Input rows:
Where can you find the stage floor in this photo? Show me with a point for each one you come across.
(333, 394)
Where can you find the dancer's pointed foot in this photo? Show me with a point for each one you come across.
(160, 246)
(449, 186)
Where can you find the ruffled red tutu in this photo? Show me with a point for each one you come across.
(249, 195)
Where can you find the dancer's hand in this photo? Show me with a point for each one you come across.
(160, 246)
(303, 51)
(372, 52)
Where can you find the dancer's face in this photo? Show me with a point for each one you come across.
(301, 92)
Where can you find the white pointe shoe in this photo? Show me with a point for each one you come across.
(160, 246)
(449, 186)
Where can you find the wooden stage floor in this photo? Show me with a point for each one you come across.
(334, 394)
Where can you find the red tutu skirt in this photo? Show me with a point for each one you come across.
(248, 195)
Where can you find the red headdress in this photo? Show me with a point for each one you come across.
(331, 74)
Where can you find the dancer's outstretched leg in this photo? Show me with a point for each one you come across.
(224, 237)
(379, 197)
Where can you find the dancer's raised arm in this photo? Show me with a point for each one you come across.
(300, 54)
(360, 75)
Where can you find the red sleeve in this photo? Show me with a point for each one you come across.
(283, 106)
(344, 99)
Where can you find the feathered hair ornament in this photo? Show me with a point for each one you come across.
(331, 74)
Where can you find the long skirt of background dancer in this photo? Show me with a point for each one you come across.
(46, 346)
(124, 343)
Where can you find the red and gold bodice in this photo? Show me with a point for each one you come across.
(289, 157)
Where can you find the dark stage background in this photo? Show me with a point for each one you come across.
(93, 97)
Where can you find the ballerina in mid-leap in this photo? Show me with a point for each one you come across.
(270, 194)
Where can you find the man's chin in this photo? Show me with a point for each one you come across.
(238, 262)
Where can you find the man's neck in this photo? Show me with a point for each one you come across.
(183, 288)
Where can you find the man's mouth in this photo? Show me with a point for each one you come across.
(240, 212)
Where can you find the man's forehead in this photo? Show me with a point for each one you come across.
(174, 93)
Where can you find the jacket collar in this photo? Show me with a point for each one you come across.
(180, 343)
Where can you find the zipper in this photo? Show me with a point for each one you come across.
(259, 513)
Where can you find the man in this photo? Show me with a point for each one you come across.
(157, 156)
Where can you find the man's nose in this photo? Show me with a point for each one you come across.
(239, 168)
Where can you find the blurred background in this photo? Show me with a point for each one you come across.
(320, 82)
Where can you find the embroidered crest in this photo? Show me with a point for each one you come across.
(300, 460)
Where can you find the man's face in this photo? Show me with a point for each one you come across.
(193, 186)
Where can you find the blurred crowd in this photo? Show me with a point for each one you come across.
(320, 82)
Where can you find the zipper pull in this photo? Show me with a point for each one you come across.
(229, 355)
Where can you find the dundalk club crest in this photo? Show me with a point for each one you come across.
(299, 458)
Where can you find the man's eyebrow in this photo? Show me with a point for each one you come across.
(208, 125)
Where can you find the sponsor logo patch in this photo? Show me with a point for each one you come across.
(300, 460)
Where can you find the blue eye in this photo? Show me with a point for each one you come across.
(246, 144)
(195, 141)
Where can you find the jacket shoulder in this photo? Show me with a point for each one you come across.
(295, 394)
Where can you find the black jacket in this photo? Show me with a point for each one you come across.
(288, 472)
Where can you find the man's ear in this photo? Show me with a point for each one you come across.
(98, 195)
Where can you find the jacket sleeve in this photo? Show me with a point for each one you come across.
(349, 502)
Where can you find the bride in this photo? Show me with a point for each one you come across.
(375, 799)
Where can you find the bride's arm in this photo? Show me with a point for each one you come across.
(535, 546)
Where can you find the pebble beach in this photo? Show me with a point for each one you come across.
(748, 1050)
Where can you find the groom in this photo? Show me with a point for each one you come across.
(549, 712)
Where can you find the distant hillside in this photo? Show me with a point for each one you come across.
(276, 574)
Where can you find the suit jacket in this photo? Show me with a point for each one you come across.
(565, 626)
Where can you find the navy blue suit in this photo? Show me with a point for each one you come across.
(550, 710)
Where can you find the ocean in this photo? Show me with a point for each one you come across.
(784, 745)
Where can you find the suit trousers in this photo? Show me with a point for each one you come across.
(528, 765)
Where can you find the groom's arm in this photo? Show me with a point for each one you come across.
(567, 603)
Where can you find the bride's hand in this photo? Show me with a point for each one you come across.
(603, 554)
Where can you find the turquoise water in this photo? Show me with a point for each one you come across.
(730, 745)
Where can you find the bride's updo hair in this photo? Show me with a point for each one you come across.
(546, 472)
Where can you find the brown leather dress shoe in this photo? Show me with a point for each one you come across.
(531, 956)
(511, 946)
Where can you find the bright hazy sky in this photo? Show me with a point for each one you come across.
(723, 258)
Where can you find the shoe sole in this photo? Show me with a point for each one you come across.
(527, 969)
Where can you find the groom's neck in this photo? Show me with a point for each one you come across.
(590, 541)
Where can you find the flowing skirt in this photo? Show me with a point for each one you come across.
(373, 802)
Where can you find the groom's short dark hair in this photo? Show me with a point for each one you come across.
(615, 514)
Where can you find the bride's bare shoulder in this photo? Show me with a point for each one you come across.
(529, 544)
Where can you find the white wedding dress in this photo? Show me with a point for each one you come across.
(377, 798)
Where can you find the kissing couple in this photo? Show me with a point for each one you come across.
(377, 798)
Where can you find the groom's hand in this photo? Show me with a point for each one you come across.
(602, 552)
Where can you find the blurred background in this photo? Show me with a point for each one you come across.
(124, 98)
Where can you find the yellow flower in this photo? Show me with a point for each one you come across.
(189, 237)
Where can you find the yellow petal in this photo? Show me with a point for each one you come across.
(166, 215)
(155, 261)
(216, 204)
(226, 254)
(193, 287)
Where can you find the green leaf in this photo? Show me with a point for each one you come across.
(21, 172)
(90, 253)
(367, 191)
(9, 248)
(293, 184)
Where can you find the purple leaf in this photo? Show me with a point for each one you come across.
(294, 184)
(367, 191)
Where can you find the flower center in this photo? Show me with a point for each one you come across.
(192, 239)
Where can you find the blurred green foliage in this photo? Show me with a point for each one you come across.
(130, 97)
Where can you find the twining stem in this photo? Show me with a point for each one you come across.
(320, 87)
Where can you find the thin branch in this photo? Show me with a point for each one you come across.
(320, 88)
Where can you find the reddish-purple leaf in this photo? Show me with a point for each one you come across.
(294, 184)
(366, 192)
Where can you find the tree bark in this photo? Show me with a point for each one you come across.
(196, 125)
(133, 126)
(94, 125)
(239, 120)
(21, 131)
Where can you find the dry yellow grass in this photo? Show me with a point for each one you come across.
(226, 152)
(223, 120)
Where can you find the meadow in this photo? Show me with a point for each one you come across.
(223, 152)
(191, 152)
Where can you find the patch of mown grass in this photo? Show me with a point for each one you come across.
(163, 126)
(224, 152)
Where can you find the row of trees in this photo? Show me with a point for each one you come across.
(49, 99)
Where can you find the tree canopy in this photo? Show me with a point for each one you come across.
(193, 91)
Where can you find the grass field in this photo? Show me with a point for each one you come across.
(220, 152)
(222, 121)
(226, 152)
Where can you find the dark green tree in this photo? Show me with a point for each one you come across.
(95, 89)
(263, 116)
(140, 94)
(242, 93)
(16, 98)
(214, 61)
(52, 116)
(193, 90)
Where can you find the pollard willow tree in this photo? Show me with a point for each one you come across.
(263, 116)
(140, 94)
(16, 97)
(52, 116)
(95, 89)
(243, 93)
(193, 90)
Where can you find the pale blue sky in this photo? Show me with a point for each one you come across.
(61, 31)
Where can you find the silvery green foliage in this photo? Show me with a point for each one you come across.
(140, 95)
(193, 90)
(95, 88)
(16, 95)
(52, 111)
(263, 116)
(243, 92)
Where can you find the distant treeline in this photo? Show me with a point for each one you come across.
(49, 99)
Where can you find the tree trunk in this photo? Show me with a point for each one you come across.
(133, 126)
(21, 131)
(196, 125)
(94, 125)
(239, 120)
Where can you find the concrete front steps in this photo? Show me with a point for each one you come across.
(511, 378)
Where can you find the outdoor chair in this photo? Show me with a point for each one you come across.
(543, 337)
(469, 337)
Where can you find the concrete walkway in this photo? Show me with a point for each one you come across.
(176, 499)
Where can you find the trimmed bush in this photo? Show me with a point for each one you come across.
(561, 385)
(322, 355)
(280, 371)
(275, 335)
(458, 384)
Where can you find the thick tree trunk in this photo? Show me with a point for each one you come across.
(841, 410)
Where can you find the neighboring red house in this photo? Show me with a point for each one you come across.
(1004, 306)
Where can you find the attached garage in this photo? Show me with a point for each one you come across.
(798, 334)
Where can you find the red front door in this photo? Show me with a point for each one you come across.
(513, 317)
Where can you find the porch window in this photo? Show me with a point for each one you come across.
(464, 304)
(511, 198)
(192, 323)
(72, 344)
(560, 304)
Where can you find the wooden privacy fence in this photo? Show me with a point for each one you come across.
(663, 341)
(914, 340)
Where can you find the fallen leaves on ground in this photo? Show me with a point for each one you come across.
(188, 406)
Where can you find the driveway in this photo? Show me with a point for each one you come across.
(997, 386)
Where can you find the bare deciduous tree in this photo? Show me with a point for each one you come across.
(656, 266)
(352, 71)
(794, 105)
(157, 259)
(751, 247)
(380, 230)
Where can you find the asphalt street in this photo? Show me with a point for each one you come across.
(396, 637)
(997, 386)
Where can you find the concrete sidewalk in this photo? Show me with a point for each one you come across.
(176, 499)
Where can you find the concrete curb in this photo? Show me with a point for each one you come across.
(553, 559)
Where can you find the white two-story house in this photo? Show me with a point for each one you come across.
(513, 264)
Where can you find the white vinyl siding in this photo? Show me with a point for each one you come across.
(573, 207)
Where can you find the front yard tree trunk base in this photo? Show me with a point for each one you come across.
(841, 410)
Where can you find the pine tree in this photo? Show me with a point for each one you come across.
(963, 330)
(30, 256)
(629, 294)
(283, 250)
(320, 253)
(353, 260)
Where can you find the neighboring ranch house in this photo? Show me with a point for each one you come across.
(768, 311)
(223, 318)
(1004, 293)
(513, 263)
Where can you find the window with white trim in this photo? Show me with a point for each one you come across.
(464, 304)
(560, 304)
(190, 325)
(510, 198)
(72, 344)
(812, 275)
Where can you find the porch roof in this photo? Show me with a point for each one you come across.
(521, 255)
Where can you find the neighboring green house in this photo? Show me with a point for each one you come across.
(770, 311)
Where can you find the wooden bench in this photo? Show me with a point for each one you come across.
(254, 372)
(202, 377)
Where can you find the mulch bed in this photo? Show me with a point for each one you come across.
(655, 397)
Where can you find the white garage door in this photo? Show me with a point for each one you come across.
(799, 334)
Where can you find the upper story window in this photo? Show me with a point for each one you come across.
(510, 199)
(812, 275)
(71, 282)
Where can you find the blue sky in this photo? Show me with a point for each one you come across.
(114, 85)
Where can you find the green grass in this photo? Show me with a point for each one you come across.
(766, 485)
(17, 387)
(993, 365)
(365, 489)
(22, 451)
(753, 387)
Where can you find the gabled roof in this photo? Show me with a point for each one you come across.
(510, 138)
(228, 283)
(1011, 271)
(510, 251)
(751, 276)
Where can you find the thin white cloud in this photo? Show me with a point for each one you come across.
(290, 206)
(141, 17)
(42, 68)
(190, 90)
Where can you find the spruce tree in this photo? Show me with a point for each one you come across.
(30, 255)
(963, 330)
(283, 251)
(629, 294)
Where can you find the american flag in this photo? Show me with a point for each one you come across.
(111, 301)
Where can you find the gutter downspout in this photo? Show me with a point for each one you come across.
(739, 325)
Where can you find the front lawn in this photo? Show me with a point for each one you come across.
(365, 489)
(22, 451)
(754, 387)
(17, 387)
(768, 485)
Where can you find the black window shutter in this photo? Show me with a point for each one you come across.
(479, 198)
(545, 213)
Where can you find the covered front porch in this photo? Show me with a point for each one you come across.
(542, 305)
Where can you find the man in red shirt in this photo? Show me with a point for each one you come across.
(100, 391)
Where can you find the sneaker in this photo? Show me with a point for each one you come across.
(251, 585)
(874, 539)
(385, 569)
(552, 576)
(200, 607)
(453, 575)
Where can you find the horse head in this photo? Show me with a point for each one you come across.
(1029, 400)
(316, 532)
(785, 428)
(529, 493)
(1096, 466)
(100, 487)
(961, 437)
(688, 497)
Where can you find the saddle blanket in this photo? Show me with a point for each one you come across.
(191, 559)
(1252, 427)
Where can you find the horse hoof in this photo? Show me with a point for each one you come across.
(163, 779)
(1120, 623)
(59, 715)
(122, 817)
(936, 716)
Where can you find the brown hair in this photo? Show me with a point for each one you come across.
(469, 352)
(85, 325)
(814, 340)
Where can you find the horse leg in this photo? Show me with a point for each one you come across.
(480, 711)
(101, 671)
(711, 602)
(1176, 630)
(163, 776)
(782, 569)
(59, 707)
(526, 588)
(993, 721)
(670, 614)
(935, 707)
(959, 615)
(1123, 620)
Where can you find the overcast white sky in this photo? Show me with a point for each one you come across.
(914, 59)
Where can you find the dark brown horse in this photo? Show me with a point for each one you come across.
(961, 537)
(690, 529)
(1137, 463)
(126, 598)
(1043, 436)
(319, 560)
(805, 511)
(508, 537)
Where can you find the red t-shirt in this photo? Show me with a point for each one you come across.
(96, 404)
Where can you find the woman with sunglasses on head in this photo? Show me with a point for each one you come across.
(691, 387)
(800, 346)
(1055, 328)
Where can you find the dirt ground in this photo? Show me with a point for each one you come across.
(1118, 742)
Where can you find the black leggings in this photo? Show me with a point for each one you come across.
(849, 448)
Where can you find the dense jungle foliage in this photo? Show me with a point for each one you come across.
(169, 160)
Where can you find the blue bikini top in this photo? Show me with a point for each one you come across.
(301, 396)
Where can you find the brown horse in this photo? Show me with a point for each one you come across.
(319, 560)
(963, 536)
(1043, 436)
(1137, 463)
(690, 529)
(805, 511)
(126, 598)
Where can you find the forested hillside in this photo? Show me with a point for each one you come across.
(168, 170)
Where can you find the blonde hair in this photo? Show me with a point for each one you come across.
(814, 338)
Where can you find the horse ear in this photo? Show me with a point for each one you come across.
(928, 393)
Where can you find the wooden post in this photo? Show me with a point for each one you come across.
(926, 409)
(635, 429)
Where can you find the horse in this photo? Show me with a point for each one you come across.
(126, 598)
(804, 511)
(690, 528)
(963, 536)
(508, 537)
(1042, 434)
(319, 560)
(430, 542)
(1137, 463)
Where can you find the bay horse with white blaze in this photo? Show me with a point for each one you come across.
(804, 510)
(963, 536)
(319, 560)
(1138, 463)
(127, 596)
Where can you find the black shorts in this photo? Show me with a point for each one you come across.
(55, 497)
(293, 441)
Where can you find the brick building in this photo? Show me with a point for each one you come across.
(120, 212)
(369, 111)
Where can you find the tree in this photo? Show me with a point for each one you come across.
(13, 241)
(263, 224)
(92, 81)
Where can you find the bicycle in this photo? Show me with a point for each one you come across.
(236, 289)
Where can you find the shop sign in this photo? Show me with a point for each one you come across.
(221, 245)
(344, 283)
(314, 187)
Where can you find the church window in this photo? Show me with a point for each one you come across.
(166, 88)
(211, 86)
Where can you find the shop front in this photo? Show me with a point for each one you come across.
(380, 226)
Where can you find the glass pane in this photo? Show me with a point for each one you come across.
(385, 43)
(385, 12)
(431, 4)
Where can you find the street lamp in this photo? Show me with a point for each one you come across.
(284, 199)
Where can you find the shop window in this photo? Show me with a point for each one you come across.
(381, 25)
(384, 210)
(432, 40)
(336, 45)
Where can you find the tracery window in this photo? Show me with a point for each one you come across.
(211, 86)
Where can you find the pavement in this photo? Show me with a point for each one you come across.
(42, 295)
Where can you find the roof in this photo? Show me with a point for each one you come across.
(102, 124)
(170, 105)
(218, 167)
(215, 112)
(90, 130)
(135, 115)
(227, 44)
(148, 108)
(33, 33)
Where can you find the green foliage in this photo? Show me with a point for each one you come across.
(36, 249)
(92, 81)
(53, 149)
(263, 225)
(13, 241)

Direction: Extract the closing run of lines, starting with the one containing "Where can you find the shop front" and ending at the last, exactly as written.

Correct response:
Where can you find the shop front in this photo? Show me with a point for each one you come across.
(380, 226)
Where can you find the glass pane in this photo? Show me with a point for each one you come across.
(385, 43)
(385, 12)
(431, 4)
Where can you find the street lamp in this photo? Show me with a point for each one you come across.
(284, 199)
Where can you find the shop window in this photo? Show me with a point for each one you come across.
(381, 25)
(384, 210)
(432, 40)
(336, 45)
Where can you find the tracery window in this photo? Show me with a point for each one you come across.
(211, 86)
Where can you find the pavement in this photo? Show me with a point for each one you come across.
(42, 295)
Where can you find the roof in this photo? Show me with a point for each one you come across.
(102, 124)
(170, 105)
(218, 167)
(215, 112)
(90, 130)
(135, 115)
(227, 44)
(148, 108)
(33, 33)
Where can you find the green foliage in this photo? Show me with a point for each one you come across.
(36, 249)
(92, 81)
(53, 149)
(263, 225)
(13, 241)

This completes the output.